■ **Exercise set**
1 > List every film title named in the film interview.
2 > Pick up the film interview where it stops and continue it.
Start of Extracted text
Night Raiders by Danis Goulet finds a very, very strong image for the struggle between humans and technology at the end of the film...
Yes, a really extraordinary image for remembering your own roots and the dichotomy between nature and technology. Night Raiders is exemplary of many films in the selection because it deals with a classic topic: individual and collective resistance to a political system of oppression. In this case, it’s a rebellion by First Nations people in North America. In terms of genre, Night Raiders is a dystopia and a fable of resistance that is, nonetheless, very close to today’s reality and takes a critical look at the colonial history of North America. In addition, it is a highly feminist film. There are some extremely strong female perspectives this year – for example, in Mishehu Yohav Mishehu (All Eyes Off Me) by Israeli director Hadas Ben Aroya. She negotiates intimacy and vulnerability in three episodes from a playful, feminist viewpoint. In doing so, she explores the boundaries between togetherness, sexual desire and being alone, both in terms of content and on a cinematic level, in a captivating manner.
Is there a film in 2021 that is particularly close to your heart?
All 19 of them and many more! But I’m extremely delighted that we have Monika Treut’s Genderation in the selection. Twenty years on, she’s picked up the thread again that she began with Gendernauts, which screened in the 1999 Panorama. Such a continuation and historiography has a special value in (queer) cinema. Queer narratives have rarely been carried forward and have had to be invented anew by each generation. Twenty years later, these stories are being continued with some of the protagonists and activists from the original film. Genderation is also very much concerned with the changes in San Francisco, which Annie Sprinkle referred to as the “clitoris of the USA” only twenty years ago. As the tech industry has taken over the city, rents have skyrocketed. Some of the protagonists now live in the suburbs, others have completely left the urban space. In these portraits, Genderation almost incidentally tells of a divided country: the USA towards the end of the Trump era.
When looking back, do the protagonists in the film get the impression that some things have changed, perhaps even improved, when it comes to queer life?
End of Extracted text
Start of Raw data
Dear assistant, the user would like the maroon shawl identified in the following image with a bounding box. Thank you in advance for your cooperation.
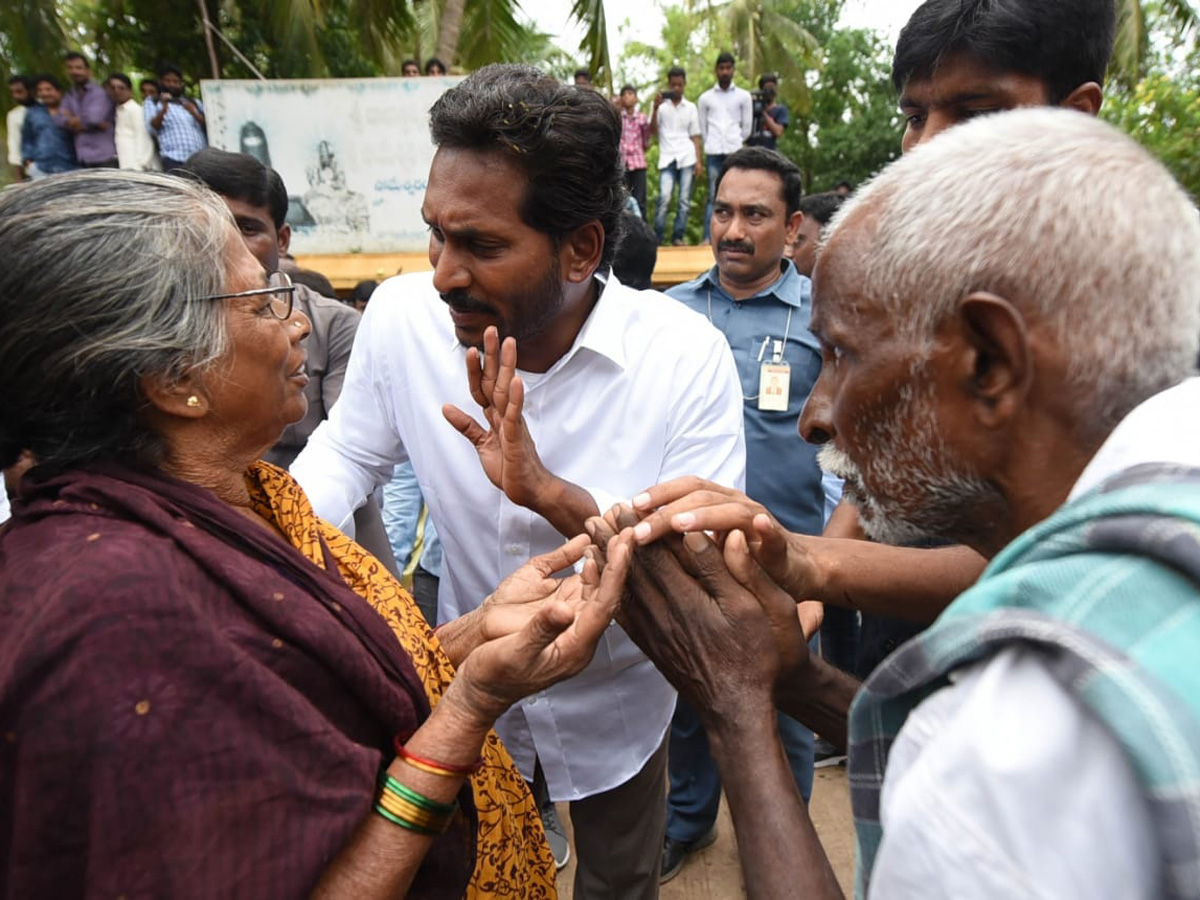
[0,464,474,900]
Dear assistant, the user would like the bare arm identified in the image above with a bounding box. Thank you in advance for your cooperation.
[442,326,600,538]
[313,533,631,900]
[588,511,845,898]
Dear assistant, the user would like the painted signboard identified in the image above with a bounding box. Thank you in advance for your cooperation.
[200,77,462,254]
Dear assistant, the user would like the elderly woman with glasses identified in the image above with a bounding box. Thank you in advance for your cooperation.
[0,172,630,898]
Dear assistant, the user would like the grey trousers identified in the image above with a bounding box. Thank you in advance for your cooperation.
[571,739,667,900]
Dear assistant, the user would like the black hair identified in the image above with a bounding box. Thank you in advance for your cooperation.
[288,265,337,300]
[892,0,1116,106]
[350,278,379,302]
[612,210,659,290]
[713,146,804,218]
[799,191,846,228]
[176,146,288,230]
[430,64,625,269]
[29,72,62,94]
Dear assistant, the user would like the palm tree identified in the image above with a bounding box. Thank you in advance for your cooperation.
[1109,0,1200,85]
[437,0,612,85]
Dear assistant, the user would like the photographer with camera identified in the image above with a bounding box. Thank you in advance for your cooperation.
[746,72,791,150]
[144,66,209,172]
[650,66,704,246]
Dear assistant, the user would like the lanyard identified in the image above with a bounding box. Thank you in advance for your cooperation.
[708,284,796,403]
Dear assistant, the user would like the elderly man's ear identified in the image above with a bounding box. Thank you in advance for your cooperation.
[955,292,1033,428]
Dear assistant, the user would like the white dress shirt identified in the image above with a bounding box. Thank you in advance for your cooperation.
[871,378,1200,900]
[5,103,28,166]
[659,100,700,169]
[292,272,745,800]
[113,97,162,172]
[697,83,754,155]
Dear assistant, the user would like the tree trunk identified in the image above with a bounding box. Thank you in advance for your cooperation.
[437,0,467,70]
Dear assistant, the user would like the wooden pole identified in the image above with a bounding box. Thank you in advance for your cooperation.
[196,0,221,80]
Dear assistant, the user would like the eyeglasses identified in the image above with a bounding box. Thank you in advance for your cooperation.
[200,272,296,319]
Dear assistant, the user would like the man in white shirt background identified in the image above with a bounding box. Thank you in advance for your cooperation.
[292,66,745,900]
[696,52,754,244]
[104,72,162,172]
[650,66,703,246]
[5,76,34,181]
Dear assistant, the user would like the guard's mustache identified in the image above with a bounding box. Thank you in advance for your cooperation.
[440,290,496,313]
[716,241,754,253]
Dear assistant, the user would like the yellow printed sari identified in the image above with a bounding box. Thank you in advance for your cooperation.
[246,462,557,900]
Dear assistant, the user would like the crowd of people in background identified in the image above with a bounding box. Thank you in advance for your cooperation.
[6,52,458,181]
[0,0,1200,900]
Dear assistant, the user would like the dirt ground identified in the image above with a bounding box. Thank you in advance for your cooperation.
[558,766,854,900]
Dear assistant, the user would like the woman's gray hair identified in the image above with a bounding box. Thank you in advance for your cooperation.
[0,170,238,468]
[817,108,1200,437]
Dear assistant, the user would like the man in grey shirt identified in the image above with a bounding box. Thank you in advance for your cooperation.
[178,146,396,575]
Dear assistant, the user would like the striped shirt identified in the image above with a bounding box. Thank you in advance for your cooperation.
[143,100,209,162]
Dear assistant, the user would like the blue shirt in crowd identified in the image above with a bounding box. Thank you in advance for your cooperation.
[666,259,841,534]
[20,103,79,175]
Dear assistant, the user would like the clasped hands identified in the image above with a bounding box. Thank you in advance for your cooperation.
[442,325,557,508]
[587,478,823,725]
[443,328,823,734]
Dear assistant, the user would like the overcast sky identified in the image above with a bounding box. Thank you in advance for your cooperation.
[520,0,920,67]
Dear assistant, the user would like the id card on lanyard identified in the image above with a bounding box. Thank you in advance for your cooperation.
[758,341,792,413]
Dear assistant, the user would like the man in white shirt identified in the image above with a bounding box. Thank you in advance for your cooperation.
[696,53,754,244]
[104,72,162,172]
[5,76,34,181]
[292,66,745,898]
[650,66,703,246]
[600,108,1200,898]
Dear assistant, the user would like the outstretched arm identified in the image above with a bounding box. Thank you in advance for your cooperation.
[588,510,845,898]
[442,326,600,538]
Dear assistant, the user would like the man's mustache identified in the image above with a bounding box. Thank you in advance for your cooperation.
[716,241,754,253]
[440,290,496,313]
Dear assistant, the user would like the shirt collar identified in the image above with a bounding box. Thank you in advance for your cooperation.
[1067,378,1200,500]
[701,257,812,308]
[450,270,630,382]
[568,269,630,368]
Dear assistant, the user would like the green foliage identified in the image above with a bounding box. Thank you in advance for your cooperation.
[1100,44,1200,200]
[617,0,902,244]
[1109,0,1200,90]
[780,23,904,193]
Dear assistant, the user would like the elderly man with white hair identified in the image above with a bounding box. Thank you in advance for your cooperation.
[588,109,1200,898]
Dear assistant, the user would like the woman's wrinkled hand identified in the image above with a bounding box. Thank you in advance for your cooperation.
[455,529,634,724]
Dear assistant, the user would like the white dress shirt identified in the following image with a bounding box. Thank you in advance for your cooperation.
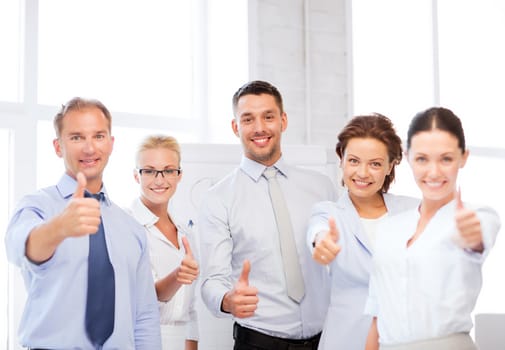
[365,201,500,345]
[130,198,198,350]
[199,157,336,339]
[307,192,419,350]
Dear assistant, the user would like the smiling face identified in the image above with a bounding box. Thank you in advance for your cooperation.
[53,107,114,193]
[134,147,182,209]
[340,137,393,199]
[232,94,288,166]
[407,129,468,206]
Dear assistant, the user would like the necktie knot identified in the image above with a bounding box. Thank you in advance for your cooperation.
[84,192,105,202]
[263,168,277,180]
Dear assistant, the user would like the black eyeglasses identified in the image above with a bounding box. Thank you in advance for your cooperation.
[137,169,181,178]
End of Raw data
■ **Solved tasks**
1 >
Night Raiders
Mishehu Yohav Mishehu (All Eyes Off Me)
Genderation
Gendernauts

2 >
Some things have taken a positive turn. You can also see that clearly when you look back on the last few decades of the Panorama programme. Much has been achieved. For a long time, Queer cinema was characterised by the male-gay-white gaze but in 2021 we have Monika Treut, Henrika Kull, the transmasculine Madsen Minax and the young Serbian filmmaker Milica Tomovic with her entertaining debut Kelti (Celts). Eliane Raheb’s intersectional gaze prevails in Miguel’s War. A certain sense of self-evidence and plurality have developed and the perspectives are broader, particularly more noticeably feminist. This is also evident in Henrika Kull’s Glück (Bliss): a film about two women who meet and fall in love in their jobs as sex workers. Glück depicts this workplace, which is often misrepresented, in an authentic and direct way. Despite all the progress, however, these films are also shaped by critical perspectives on our past and present, and fiercely point the way into the future.
Are there any key areas in the programme that you would have liked to have focused on even more strongly if you’d had the full scope of films?
Of course, there would still have been plenty of potential to shape and structure the programme further. But our task is now to focus on the 19 selected works and to give them the best possible platform for a successful career. And we have the Summer Special in June to look forward to – when the city can once again become a big screen, both inside and out, and we can appreciate and celebrate cinema in all its diversity.